La Gambie a évité de justesse une crise régionale quand Yahya Jammeh a quitté le pouvoir. L’action coordonnée des pays voisins et des organisations régionales pourrait offrir un modèle pour les crises de gouvernance à venir.
La Gambie a évité de justesse une crise de sécurité régionale quand, le 21 janvier, le Président Yahya Jammeh a finalement quitté ses fonctions après 22 ans de pouvoir. Bien qu’Adama Barrow ait remporté les élections le 1er décembre, Jammeh a refusé de se retirer et provoqué la mobilisation des pays voisins et d’organisations régionales pour assurer un transfert du pouvoir démocratique. L’action coordonnée de la région pourrait s’avérer être un modèle pour d’autres interventions sur le continent. Dorina Bekoe du Centre de l’Afrique apporte certaines perspectives sur la crise et présente d’éventuelles implications sur la sécurité pour la Gambie et la région si Jammeh était resté en poste.

## CONSIGNE DONNÉE 1
Parmi les lignes stockées ci-dessous, restituez sous forme de liste numérotée, sans les lignes vides, celles qui vont de la ligne contenant "Dataset curation — object class: woman's left" à la ligne contenant "[403,48,460,126]", ces deux lignes comprises.

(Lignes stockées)
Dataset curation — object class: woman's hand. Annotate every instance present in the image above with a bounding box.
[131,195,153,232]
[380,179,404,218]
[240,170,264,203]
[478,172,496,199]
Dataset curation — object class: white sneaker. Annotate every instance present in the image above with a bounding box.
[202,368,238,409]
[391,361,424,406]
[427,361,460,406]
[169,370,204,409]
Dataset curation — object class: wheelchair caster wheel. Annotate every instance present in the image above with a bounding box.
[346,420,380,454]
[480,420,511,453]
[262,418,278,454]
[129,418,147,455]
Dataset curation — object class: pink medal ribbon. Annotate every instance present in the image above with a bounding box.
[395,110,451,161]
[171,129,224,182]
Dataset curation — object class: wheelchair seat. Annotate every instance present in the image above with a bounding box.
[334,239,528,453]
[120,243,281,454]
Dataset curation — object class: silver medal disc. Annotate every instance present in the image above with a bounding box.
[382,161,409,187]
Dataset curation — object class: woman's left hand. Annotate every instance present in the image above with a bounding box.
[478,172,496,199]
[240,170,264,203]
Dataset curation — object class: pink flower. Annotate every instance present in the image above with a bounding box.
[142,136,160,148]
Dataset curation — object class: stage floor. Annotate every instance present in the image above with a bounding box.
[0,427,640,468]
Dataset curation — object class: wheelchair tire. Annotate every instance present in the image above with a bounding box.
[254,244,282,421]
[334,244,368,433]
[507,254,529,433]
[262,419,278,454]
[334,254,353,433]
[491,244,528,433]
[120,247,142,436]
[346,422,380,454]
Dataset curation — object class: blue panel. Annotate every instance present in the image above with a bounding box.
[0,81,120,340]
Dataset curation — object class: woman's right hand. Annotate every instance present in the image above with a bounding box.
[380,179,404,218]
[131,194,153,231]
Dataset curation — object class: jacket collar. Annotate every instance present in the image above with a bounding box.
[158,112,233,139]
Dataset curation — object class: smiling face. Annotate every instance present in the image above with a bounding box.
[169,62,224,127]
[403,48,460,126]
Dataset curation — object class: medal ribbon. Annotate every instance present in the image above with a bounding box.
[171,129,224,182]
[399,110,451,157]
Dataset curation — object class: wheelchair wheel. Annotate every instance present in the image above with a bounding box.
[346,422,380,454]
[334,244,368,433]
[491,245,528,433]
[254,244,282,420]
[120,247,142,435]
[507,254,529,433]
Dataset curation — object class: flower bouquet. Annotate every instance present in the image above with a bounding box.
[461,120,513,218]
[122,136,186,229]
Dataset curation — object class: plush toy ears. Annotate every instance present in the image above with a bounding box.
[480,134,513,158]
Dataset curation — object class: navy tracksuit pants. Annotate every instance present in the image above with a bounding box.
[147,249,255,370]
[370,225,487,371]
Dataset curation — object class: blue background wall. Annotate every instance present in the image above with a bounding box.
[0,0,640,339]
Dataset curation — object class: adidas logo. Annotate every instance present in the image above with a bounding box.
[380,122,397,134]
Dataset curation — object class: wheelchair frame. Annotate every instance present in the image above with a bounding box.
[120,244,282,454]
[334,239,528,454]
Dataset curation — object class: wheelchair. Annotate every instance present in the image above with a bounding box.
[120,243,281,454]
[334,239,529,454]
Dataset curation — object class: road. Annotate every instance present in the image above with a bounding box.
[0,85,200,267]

## CONSIGNE DONNÉE 2
Pour chacune des affirmations suivantes, indiquez par oui ou par non si elle concorde avec le passage sur la Gambie, en citant les mots du passage qui tranchent : (a) Jammeh a quitté ses fonctions le 21 janvier, après 22 ans au pouvoir ; (b) Adama Barrow a remporté les élections le 1er janvier ; (c) Jammeh a accepté de se retirer après les élections.

## RÉPONSE CORRECTE 1
1. Dataset curation — object class: woman's left hand. Annotate every instance present in the image above with a bounding box.
2. [478,172,496,199]
3. [240,170,264,203]
4. Dataset curation — object class: pink flower. Annotate every instance present in the image above with a bounding box.
5. [142,136,160,148]
6. Dataset curation — object class: stage floor. Annotate every instance present in the image above with a bounding box.
7. [0,427,640,468]
8. Dataset curation — object class: wheelchair tire. Annotate every instance present in the image above with a bounding box.
9. [254,244,282,421]
10. [334,244,368,433]
11. [507,254,529,433]
12. [262,419,278,454]
13. [334,254,353,433]
14. [491,244,528,433]
15. [120,247,142,436]
16. [346,422,380,454]
17. Dataset curation — object class: blue panel. Annotate every instance present in the image above with a bounding box.
18. [0,81,120,340]
19. Dataset curation — object class: woman's right hand. Annotate every instance present in the image above with a bounding box.
20. [380,179,404,218]
21. [131,194,153,231]
22. Dataset curation — object class: jacket collar. Annotate every instance present in the image above with a bounding box.
23. [158,112,233,139]
24. Dataset curation — object class: smiling face. Annotate every instance present in the image above with a bounding box.
25. [169,62,224,127]
26. [403,48,460,126]

## RÉPONSE CORRECTE 2
(a) Oui : « le 21 janvier, le Président Yahya Jammeh a finalement quitté ses fonctions après 22 ans de pouvoir ».
(b) Non : « Adama Barrow ait remporté les élections le 1er décembre ».
(c) Non : « Jammeh a refusé de se retirer ».